In its argument, the Inland Empire Patient's Health and Wellness Center used two state statutes to make its case. In 1996, California voters approved the Compassionate Use Act (CUA), which allows possession and cultivation of marijuana for personal medical purposes upon the written or oral recommendation or approval of a physician. In 2004, the California lawmakers also adopted the Medical Marijuana Program (MMP), designed to streamline the 1996 law and allow patients to band together to cultivate and distribute marijuana for medical purposes only.

The high court recognized the CUA and the MMP in its opinion Monday, but ruled the statutes don’t dictate whether local jurisdictions can ban pot facilities.

“… the CUA and the MMP are careful and limited forays into the subject of medical marijuana, aimed at striking a delicate balance in an area that remains controversial, and involves sensitivity in federal-state relations.

"We must take these laws as we find them, and their purposes and provisions are modest. They remove state-level criminal and civil sanctions from specified medical marijuana activities, but they do not establish a comprehensive state system of legalized medical marijuana; or grant a ‘right’ of convenient access to marijuana for medicinal use; or override the zoning, licensing, and police powers of local jurisdictions; or mandate local accommodation of medical marijuana cooperatives, collectives, or dispensaries,” the justices found.

*Exercise instructions*
Print the passage on the medical marijuana ruling word for word, starting at "The high court" and ending at "in federal-state relations.".

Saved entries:
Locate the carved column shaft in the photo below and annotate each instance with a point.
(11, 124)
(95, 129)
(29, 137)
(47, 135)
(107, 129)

*Written solution*
The high court recognized the CUA and the MMP in its opinion Monday, but ruled the statutes don’t dictate whether local jurisdictions can ban pot facilities.

“… the CUA and the MMP are careful and limited forays into the subject of medical marijuana, aimed at striking a delicate balance in an area that remains controversial, and involves sensitivity in federal-state relations.